===== PASSAGE GIVEN

Once upon a time there were three fairytale cities, each one very beautiful and steeped in history. The first city rose to fame as a centre for scholarship, establishing one of Europe's earliest universities and earning such a reputation for wisdom that Christopher Columbus made a pilgrimage here to consult the great sages before embarking on his quixotic journey to India. (The sages told him he was wrong…) The second rode to riches on the sheep's back; in the 15th century it became a medieval powerhouse fuelled by a flourishing wool trade. The third made its name as a political and religious force, the birthplace of Catholic Spain and a vibrant centre of European art and literature.
Salamanca, Segovia and Toledo are just three of the nine UNESCO World Heritage locations within striking distance of the Spanish capital, Madrid. If you have limited time it's difficult to choose which ones to visit; we opted for these three because we had five days at our disposal and they seemed the most manageable. Each has parlayed its richly layered past into a compelling present-day tourist attraction, worthy of a detour.
What follows is a potted guide to each city with some suggestions of what to do while there. Toledo and Segovia are an easy day trip from Madrid but both merit a little extra time. Salamanca is about 200km from the Spanish capital and takes almost three hours to reach by car so it's better to stay overnight. There's plenty to see and do.
The author Miguel de Cervantes once described Toledo, cultural capital of Spain's north, as "this most precious jewel", and it's a description that remains apt today. The most evocative of the three World Heritage sites featured here, Toledo is a citadel rather than a city, protected by stone walls and the natural moat of the Tagus River. Its architecture is monumental, as seen in the fortress-palace of the alcázar, the gothic cathedral and the monastery of San Juan de los Reyes, commissioned by the Catholic monarchs Ferdinand and Isabella to commemorate Spain's victory over Portugal (just 120km away) in the Battle of Toro in 1476.

==========
===== RAW RECORDS

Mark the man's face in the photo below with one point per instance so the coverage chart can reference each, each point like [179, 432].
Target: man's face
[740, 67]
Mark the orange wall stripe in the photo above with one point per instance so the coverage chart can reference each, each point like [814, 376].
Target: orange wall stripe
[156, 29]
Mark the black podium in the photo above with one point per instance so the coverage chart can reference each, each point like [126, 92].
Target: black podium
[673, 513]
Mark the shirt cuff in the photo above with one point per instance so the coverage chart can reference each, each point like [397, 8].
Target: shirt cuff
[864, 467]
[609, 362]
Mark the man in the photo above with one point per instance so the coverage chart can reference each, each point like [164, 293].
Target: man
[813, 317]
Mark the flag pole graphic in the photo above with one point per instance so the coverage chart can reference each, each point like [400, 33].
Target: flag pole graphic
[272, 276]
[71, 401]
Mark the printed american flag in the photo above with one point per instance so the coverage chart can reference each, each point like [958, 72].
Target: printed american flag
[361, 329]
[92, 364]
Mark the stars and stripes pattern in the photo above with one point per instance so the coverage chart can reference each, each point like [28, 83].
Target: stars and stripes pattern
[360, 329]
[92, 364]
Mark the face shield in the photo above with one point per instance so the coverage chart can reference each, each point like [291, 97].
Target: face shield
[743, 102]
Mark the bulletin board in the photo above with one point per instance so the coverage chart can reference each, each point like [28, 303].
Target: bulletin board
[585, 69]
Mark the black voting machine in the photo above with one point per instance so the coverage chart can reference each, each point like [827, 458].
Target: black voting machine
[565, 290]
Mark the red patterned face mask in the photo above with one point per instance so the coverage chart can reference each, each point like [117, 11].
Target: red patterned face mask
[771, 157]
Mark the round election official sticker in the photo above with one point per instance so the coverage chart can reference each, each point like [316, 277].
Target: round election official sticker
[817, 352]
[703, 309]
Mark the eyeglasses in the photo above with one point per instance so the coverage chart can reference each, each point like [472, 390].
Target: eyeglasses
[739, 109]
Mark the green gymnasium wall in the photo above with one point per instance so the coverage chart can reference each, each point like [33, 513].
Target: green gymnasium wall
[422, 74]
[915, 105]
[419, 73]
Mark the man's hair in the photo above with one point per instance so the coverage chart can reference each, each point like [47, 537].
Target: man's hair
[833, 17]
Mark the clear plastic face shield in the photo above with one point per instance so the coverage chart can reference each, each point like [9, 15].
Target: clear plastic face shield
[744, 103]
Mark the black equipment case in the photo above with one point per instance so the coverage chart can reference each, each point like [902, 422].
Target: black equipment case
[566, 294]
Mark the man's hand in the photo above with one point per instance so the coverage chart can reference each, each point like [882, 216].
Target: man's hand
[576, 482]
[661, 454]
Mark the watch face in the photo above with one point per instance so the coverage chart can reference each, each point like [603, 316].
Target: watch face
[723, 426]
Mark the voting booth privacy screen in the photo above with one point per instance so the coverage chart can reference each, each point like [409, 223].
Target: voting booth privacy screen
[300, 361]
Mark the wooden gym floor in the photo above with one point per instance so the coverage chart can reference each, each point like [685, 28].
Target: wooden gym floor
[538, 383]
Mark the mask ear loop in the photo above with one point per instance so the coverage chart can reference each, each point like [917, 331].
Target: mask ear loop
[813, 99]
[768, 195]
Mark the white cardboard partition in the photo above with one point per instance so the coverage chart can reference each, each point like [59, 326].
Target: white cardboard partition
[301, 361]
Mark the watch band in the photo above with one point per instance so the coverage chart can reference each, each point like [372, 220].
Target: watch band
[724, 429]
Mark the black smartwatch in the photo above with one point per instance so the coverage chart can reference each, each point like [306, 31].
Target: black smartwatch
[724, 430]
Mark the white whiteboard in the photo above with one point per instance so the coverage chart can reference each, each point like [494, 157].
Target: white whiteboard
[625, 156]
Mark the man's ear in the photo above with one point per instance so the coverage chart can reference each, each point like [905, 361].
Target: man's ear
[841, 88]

==========

YOUR TASKS
1) Recast the rows from the line containing "Mark the black smartwatch" through the end of the rows, inclusive, as a two-column CSV with the headers row_text and answer. Give one CSV record per row, put each field in quotation marks, and replace line breaks with spaces.
2) Carry on the travel article about Salamanca, Segovia and Toledo from where it stops.
The travel article and the rows come from separate, unrelated sources.

RESPONSES TO THE EXERCISE
1)
row_text,answer
"Mark the black smartwatch in the photo above with one point per instance so the coverage chart can reference each, each point like [306, 31]. Target: black smartwatch","[724, 430]"
"Mark the white whiteboard in the photo above with one point per instance so the coverage chart can reference each, each point like [494, 157]. Target: white whiteboard","[625, 156]"
"Mark the man's ear in the photo above with one point per instance so the coverage chart can reference each, each point like [905, 361]. Target: man's ear","[841, 88]"

2)
They are just some of the many reminders of the city's illustrious past as a political powerbroker and a multi-faith society of Christians, Moors and Jews. The first ruling civilisation at Toledo was Roman, followed by the Visigoths, Moors, Christians, the Moors again and then the Christians again. King Recaredo declared Catholicism the official religion of Spain here in the year 589. Under Alfonso VI, the city became known as "The Imperial Toledo", and Emperor Charles V nurtured its reputation as an axis of European art. Toledo's fortunes waned in the 15th century after Ferdinand and Isabella established a travelling court that eventually settled in Granada. (In 1561 Philip II transferred the court permanently to Madrid, which became the official capital of Spain in 1607.)
It's as if Toledo has existed in a time capsule since then. The historical centre is peppered with remnants of its Roman, Visigoth, Moorish and Christian past and the entire walled city has been declared a national monument. It's a wonderful place.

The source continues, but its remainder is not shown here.